■ **Requirements**:
The line containing "If you could put a dot on the hood" and every line after it, through the last, are to be extracted exactly; no other lines belong in the answer.
## BEGIN Dataset extract
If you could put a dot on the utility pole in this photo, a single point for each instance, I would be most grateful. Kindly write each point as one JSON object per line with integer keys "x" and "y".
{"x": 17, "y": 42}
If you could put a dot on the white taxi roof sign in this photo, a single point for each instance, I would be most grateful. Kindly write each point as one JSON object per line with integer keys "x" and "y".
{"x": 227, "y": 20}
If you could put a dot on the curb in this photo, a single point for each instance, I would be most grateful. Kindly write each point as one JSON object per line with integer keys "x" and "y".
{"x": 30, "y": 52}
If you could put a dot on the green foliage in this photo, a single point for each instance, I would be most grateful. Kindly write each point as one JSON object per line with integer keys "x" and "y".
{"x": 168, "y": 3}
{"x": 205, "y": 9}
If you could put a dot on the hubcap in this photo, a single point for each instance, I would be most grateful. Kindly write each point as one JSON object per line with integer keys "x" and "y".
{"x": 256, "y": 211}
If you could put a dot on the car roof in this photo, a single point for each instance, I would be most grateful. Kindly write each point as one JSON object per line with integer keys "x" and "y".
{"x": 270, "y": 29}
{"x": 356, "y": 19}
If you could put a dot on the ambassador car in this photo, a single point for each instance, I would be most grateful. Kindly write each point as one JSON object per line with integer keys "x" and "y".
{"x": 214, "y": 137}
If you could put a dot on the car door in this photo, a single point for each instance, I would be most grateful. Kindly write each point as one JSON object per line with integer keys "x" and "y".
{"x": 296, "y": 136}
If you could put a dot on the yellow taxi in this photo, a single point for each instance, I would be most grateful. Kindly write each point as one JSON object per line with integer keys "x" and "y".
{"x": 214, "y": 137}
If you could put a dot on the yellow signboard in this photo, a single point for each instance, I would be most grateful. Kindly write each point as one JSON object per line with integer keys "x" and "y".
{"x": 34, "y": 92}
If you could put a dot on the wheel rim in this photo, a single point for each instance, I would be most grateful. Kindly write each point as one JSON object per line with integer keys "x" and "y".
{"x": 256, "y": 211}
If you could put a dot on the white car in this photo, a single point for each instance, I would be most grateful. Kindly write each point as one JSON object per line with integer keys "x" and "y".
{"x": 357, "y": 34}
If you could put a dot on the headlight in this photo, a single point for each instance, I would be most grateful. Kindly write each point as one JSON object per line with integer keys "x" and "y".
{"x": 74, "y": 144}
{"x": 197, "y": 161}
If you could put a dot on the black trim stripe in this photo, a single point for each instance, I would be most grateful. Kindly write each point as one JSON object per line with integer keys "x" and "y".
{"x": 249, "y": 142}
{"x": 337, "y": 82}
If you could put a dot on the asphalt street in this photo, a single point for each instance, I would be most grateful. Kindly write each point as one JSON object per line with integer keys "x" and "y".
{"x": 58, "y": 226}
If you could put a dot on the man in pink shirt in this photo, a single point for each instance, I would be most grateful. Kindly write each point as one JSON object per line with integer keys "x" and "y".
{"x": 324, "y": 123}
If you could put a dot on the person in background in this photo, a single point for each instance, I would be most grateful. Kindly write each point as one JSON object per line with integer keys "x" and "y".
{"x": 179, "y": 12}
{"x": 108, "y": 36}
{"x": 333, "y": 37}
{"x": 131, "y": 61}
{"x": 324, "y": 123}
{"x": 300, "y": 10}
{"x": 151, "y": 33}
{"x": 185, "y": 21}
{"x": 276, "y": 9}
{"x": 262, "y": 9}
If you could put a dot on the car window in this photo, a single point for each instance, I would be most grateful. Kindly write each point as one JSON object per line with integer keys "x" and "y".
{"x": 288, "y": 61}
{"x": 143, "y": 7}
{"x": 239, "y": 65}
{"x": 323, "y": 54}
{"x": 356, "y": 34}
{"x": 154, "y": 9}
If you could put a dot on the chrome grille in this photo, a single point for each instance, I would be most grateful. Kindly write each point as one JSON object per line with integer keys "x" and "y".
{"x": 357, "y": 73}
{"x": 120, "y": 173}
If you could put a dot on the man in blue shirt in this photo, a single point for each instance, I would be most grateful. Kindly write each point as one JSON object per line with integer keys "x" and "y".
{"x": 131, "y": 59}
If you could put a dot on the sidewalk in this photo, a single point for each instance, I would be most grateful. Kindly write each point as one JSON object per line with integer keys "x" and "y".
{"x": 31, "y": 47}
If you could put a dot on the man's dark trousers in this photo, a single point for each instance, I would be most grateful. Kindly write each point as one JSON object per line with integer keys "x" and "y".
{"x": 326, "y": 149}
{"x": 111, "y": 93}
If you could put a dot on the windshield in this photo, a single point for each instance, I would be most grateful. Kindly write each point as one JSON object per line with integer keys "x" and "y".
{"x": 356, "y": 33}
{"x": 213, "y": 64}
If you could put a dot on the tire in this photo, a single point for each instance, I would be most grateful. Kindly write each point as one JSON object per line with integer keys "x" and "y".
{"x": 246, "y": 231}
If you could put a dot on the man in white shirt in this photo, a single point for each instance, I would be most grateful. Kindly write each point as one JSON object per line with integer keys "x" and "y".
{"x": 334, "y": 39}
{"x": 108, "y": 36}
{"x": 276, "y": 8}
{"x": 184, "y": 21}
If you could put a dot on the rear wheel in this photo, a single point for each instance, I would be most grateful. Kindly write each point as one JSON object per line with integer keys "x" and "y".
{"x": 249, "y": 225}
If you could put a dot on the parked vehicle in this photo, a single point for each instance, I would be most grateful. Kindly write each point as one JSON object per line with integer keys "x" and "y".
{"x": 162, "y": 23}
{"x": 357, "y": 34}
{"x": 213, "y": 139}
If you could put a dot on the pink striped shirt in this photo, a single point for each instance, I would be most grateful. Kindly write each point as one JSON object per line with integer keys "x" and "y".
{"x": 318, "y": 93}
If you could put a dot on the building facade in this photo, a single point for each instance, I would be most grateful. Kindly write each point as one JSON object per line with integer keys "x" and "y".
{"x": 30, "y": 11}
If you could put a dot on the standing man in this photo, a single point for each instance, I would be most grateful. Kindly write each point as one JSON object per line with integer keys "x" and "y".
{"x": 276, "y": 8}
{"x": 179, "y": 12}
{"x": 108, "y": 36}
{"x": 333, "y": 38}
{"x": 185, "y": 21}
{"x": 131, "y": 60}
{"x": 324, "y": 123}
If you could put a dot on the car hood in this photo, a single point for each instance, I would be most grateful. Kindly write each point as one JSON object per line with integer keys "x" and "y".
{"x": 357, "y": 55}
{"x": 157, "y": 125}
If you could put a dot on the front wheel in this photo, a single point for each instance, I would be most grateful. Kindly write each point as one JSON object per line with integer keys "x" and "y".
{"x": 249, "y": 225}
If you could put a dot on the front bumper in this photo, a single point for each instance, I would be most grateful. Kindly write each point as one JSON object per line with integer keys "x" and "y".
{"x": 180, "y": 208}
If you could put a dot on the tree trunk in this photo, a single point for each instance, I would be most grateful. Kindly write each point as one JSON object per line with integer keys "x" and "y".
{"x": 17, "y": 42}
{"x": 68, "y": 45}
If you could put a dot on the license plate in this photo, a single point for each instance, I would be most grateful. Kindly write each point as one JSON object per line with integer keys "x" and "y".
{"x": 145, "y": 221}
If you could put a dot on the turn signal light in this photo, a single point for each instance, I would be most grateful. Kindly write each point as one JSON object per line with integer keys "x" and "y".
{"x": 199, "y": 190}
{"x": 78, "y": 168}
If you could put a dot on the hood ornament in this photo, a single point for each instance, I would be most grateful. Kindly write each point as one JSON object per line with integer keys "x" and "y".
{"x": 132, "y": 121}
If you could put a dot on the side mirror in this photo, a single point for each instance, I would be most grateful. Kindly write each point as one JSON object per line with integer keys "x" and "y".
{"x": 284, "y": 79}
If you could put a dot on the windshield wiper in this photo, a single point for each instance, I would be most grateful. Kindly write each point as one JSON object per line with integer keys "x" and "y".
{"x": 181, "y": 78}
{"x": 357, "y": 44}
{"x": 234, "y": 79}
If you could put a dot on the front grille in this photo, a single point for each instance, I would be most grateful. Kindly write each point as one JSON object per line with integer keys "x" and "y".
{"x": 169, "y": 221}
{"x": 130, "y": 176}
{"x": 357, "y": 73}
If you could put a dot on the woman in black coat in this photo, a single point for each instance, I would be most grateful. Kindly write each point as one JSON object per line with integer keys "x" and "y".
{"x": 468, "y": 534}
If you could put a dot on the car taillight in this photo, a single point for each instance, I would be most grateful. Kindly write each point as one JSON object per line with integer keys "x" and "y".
## END Dataset extract
■ **Solved exercise**:
If you could put a dot on the hood ornament in this photo, a single point for each instance, I would be most grateful. Kindly write each point as one JSON object per line with integer keys "x" and "y".
{"x": 132, "y": 121}
If you could put a dot on the side mirror in this photo, a single point for each instance, I would be most grateful. Kindly write each point as one JSON object per line with integer keys "x" and "y".
{"x": 284, "y": 79}
If you could put a dot on the windshield wiper in this photo, a single point for each instance, I would be most grateful. Kindly write each point as one JSON object per line with integer keys "x" and "y".
{"x": 181, "y": 78}
{"x": 357, "y": 44}
{"x": 234, "y": 79}
If you could put a dot on the front grille in this photo, a single point for each instance, I would be most grateful. Kindly write each point as one JSON object per line with integer keys "x" and "y".
{"x": 169, "y": 221}
{"x": 130, "y": 176}
{"x": 357, "y": 73}
If you could put a dot on the woman in black coat in this photo, a single point for each instance, I would be most grateful. Kindly write each point as one JSON object per line with integer keys "x" and "y".
{"x": 468, "y": 534}
If you could put a dot on the car taillight in this photo, a single point for each instance, I would be most grateful. Kindly write each point as one JSON object per line with integer keys "x" and "y".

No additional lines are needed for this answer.